• **PROBLEM REQUIREMENTS**
Transcribe every one of the entries below line for line, leaving each word, number, and bracket unchanged.

• **ITEMS**
• • •

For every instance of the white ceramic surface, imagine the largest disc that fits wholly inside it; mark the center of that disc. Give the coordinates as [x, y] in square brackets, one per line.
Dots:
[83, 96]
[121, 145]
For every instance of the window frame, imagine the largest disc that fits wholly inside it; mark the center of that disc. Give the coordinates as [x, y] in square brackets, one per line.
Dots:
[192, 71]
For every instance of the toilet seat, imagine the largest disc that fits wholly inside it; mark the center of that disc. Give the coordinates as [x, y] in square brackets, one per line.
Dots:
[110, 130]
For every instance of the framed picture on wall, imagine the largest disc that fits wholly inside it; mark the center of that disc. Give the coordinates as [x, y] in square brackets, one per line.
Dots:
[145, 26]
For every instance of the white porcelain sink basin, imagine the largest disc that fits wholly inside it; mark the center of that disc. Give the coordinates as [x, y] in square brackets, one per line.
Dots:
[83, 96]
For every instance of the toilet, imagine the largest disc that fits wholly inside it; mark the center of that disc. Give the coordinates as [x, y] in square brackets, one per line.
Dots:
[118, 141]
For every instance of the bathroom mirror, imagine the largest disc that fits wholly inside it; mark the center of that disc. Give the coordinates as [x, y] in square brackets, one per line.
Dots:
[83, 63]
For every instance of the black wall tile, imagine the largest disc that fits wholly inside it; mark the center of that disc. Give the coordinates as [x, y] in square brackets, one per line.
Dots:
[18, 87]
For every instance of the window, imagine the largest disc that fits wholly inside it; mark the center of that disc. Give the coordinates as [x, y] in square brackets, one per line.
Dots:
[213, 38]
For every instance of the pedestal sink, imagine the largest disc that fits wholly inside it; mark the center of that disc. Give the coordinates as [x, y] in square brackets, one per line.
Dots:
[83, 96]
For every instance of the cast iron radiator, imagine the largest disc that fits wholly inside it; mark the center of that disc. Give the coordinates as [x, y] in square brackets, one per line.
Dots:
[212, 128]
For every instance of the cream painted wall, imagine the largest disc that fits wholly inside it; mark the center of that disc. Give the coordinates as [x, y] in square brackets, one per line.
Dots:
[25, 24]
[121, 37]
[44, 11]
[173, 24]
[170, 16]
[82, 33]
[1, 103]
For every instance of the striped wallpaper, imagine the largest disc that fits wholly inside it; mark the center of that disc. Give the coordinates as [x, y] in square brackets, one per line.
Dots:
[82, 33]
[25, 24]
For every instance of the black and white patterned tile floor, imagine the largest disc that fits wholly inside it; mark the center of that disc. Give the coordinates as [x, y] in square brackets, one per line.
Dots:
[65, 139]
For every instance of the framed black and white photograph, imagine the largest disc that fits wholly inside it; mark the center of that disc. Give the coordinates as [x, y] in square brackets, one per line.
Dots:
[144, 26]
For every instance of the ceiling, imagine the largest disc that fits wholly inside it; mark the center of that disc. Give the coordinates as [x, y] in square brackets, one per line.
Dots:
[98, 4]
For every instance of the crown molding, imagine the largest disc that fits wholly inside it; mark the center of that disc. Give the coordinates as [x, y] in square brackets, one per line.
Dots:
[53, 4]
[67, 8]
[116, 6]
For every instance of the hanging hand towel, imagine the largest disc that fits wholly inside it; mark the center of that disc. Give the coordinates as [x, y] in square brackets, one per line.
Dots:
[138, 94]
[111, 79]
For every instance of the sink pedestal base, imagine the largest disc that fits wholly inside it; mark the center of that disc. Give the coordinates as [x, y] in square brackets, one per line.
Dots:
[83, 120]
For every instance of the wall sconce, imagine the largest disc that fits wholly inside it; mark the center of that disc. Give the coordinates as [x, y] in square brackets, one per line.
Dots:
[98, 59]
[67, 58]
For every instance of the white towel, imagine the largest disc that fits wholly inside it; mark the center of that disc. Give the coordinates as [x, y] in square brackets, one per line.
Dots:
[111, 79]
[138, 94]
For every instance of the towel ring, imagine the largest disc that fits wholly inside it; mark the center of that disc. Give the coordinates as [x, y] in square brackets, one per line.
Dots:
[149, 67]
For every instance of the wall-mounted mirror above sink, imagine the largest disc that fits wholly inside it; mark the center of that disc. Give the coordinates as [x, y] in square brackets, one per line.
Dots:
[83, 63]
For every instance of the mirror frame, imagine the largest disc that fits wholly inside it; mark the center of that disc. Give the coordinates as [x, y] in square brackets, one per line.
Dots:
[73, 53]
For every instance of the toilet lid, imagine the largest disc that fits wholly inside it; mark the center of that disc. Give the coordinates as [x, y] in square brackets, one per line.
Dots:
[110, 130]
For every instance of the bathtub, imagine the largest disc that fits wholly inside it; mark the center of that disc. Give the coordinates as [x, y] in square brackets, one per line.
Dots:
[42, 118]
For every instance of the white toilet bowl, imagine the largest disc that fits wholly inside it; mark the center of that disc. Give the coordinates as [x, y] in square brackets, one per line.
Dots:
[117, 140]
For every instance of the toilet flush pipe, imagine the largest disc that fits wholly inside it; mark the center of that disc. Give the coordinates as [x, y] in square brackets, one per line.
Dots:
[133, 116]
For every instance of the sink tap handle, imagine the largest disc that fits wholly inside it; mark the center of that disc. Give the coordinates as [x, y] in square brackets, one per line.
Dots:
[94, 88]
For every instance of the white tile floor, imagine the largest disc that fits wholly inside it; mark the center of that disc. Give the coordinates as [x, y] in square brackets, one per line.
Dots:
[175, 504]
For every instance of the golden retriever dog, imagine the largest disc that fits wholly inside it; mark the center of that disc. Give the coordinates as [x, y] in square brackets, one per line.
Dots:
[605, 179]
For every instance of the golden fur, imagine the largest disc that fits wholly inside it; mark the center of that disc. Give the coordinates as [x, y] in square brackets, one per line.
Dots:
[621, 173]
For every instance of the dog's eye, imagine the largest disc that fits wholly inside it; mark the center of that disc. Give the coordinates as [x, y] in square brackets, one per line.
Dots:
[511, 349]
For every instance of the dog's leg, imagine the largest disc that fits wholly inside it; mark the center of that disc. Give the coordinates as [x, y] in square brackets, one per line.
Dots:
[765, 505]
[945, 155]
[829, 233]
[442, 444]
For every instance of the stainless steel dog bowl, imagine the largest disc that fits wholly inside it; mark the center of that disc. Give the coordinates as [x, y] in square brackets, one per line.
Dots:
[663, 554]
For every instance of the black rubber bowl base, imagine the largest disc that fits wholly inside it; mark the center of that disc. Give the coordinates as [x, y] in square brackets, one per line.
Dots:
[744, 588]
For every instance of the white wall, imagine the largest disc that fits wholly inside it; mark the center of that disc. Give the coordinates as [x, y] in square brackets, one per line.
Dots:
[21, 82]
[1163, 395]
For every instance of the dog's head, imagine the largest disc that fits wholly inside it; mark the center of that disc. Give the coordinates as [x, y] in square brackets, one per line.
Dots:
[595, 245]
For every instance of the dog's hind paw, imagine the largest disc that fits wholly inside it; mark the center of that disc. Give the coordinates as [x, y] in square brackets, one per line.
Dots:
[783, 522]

• • •

• **EXERCISE RESULT**
For every instance of the white ceramic surface, imagine the largest disc that fits wholly inside it; mark the center of that disc. Give the coordinates as [x, y] in square brackets, one per line.
Dots:
[83, 96]
[121, 145]
For every instance of the window frame, imagine the largest disc that fits wholly inside it; mark the center of that disc. Give the coordinates as [x, y] in square brackets, one per line.
Dots:
[192, 71]
For every instance of the toilet seat, imagine the largest disc that fits wholly inside it; mark the center of that disc. Give the coordinates as [x, y] in square brackets, one per line.
Dots:
[110, 130]
For every instance of the framed picture on wall, imagine the largest disc that fits wholly inside it; mark the center of that disc. Give the coordinates as [x, y] in square brackets, one per line.
Dots:
[145, 26]
For every instance of the white porcelain sink basin, imagine the largest disc that fits wholly inside it; mark the center of that disc. Give the coordinates as [x, y] in square brackets, one per line.
Dots:
[83, 96]
For every instance of the toilet, imagine the largest disc that fits wholly inside it; mark the center of that disc. Give the coordinates as [x, y] in square brackets, one per line.
Dots:
[118, 141]
For every instance of the bathroom mirror, imagine the largest disc that fits wholly inside it; mark the center of that disc. Give the coordinates as [x, y] in square brackets, one per line.
Dots:
[83, 63]
For every instance of the black wall tile, imagine the largest disc that fits wholly inside it; mark the center of that disc. Give the coordinates as [x, y] in square brackets, one per line.
Dots:
[18, 87]
For every instance of the window, imagine the largest disc that fits wholly inside it; mark the center of that disc. Give the coordinates as [x, y] in square brackets, one per line.
Dots:
[213, 38]
For every instance of the pedestal sink, imagine the largest disc that fits wholly inside it; mark the center of that disc. Give the coordinates as [x, y] in square brackets, one per line.
Dots:
[83, 96]
For every instance of the cast iron radiator, imagine the largest disc that fits wholly inside it; mark the center of that disc. Give the coordinates as [x, y] in square brackets, one per line.
Dots:
[212, 128]
For every instance of the cream painted wall, imagine the largest disc that fits wholly inside it; mark the center of that disc. Give the coordinates as [x, y] in square brackets, one per line.
Dots:
[25, 24]
[121, 37]
[44, 11]
[173, 24]
[170, 16]
[82, 33]
[1, 103]
For every instance of the striped wallpaper, imagine the largest disc that fits wholly inside it; mark the center of that disc. Give the coordinates as [x, y] in square brackets, one per line.
Dots:
[82, 33]
[25, 24]
For every instance of the black and white patterned tile floor, imagine the largest disc that fits wholly inside it; mark the center of that disc. Give the coordinates as [x, y] in square brackets, one per line.
Dots:
[65, 139]
For every instance of the framed black and white photograph, imagine the largest disc that fits wholly inside it; mark the center of that disc. Give the coordinates as [x, y] in square brackets, one per line.
Dots:
[144, 26]
For every instance of the ceiling, imagine the largest disc that fits wholly inside it; mark the center of that disc. Give the coordinates as [x, y] in square brackets, one per line.
Dots:
[98, 4]
For every instance of the crown molding, imagine the largest disc that fits wholly inside it; mark the center of that disc. Give the coordinates as [x, y] in square brackets, one per line.
Dots:
[53, 4]
[67, 8]
[116, 6]
For every instance of the hanging hand towel, imagine the largest disc that fits wholly inside it; mark the center of that disc. Give the coordinates as [x, y] in square brackets, one per line.
Dots:
[138, 94]
[111, 79]
For every instance of the sink pedestal base, imagine the largest disc that fits wholly inside it; mark the center of that disc. Give the coordinates as [x, y] in square brackets, one per line.
Dots:
[83, 120]
For every instance of the wall sconce, imagine the largest disc that fits wholly inside it; mark the center of that disc. Give the coordinates as [x, y] in square brackets, one per line.
Dots:
[98, 59]
[67, 58]
For every instance of the white towel, imagine the largest disc that fits wholly inside it; mark the center of that disc. Give the coordinates as [x, y] in square brackets, one per line.
Dots:
[111, 79]
[138, 94]
For every instance of the towel ring, imagine the largest disc that fits wholly inside it; mark the center of that disc. Give the coordinates as [x, y] in square brackets, one per line.
Dots:
[149, 67]
For every instance of the wall-mounted mirror above sink, imagine the largest disc that fits wholly inside it; mark the center of that disc. Give the coordinates as [x, y] in square brackets, one per line.
Dots:
[83, 63]
For every instance of the mirror frame, imagine the largest disc that fits wholly inside it; mark the center of that disc. Give the coordinates as [x, y] in square brackets, one per line.
Dots:
[73, 53]
For every instance of the toilet lid, imagine the largest disc that fits wholly inside it; mark the center of that disc. Give the coordinates as [x, y] in square brackets, one per line.
Dots:
[110, 130]
For every instance of the bathtub, imagine the largest disc that fits wholly inside it; mark the center of that disc. Give the coordinates as [x, y] in square brackets, one per line.
Dots:
[42, 118]
For every instance of the white toilet bowl, imagine the largest disc that fits wholly inside it; mark the center of that disc. Give the coordinates as [x, y] in square brackets, one per line.
Dots:
[117, 140]
For every instance of the toilet flush pipe, imagine the largest disc that fits wholly inside it; mark the center of that disc. Give the coordinates as [x, y] in square brackets, one per line.
Dots:
[133, 116]
For every instance of the sink tap handle, imagine the largest disc that fits wholly inside it; mark the center of that disc. Give the coordinates as [x, y] in square brackets, one per line.
Dots:
[94, 88]
For every instance of the white tile floor, imagine the largest disc that fits wholly inside it; mark the center of that disc. Give the coordinates as [x, y] in square brackets, one per line.
Dots:
[175, 504]
For every instance of the golden retriever dog, imagine the largest disc that fits wholly inside it; mark the center of that disc. Give the coordinates as [x, y] in square brackets, one per line.
Dots:
[605, 179]
For every instance of the golden fur, imagine the largest disc that fits wholly inside it; mark the center of that disc. Give the coordinates as [x, y] in square brackets, one per line.
Dots:
[621, 173]
For every instance of the dog's eye, imagine the largest disc that fits wholly inside it; mark the center of that disc. Give the coordinates as [x, y] in square brackets, one per line.
Dots:
[511, 349]
For every instance of the dog's leg, imagine the largest disc that fits wholly inside it; mark the center of that disc. Give the coordinates as [x, y] in square brackets, one per line.
Dots:
[765, 505]
[945, 155]
[829, 233]
[442, 444]
For every instance of the stainless steel dog bowl, imagine the largest disc that fits wholly inside it; mark the center of that disc. Give the coordinates as [x, y] in square brackets, one per line.
Dots:
[663, 554]
For every instance of the black rubber bowl base, imagine the largest disc that fits wholly inside it; mark the center of that disc. Give the coordinates as [x, y] in square brackets, one per line.
Dots:
[744, 588]
For every instance of the white wall, imagine the largest disc that fits wholly inside it; mark the center of that disc. Give the coordinates as [x, y] in square brackets, one per line.
Dots:
[21, 82]
[1163, 395]
For every instance of the dog's head, imagine the largest disc that fits wholly inside it; mark the center of that disc. Give the coordinates as [x, y] in square brackets, one per line.
Dots:
[595, 245]
For every instance of the dog's hind paw, imagine the largest disc that fits wholly inside it; mark the center of that disc. Give the coordinates as [x, y] in square brackets, one per line.
Dots:
[783, 522]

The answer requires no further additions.